Data Cleaning Using the NASA Exoplanet Archive Dataset
Data Cleaning Using the NASA Exoplanet Archive Dataset Data Science Project
Data Cleaning with Pandas

Data Cleaning Using the NASA Exoplanet Archive Dataset

Dive into NASA's exoplanet data and uncover alien worlds! Fix star temperatures, fill in missing planet masses, and classify orbits from fast to slow. Use Pandas to wrangle real astronomical data. It includes scorching hot Jupiters and potentially habitable super-Earths. Transform raw numbers into insights about planetary systems across the galaxy. Perfect your data cleaning and feature engineering skills while exploring the cosmos!
Start this project
Data Cleaning Using the NASA Exoplanet Archive DatasetData Cleaning Using the NASA Exoplanet Archive Dataset
Project Created by

Dhrubaraj Roy

Project Activities

All our Data Science projects include bite-sized activities to test your knowledge and practice in an environment with constant feedback.

All our activities include solutions with explanations on how they work and why we chose them.

codevalidated

Find 5 nearest star systems using `st_dist`

Find the five star systems closest to Earth. Sort the dataset by distance in ascending order and select the top 5 entries. Show only the planet host name and distance columns for these systems. The pl_hostname column contains the names of the host stars or planets, while st_dist represents the distance to the star system in parsecs. Store the result in the closest_systems variable.

◇ ◇ ◇ ◇ ◇ ◇ ◇

> **TASKS TO COMPLETE**:
a – From the exoplanet project page, reproduce word for word the part that opens with the words containing "Dhrubaraj Roy" and closes with "we chose them.".
b – Answer these questions using the exoplanet project page:
(i) Who created the project?
(ii) Which library is used to wrangle the astronomical data?
(iii) In what unit does st_dist give the distance to a star system?
c – Put this sentence from the exoplanet project page into Spanish: "Sort the dataset by distance in ascending order and select the top 5 entries."

> **INFORMATION PROVIDED**:
◇ ◇ ◇ ◇ ◇ ◇ ◇

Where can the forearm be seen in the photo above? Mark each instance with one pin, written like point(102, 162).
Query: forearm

◇ ◇ ◇ ◇ ◇ ◇ ◇

> **TASK-BY-TASK ANSWERS**:
a –
Dhrubaraj Roy

Project Activities

All our Data Science projects include bite-sized activities to test your knowledge and practice in an environment with constant feedback.

All our activities include solutions with explanations on how they work and why we chose them.

b –
(i) Dhrubaraj Roy
(ii) Pandas
(iii) Parsecs

c – Ordena el conjunto de datos por distancia en orden ascendente y selecciona las 5 primeras entradas.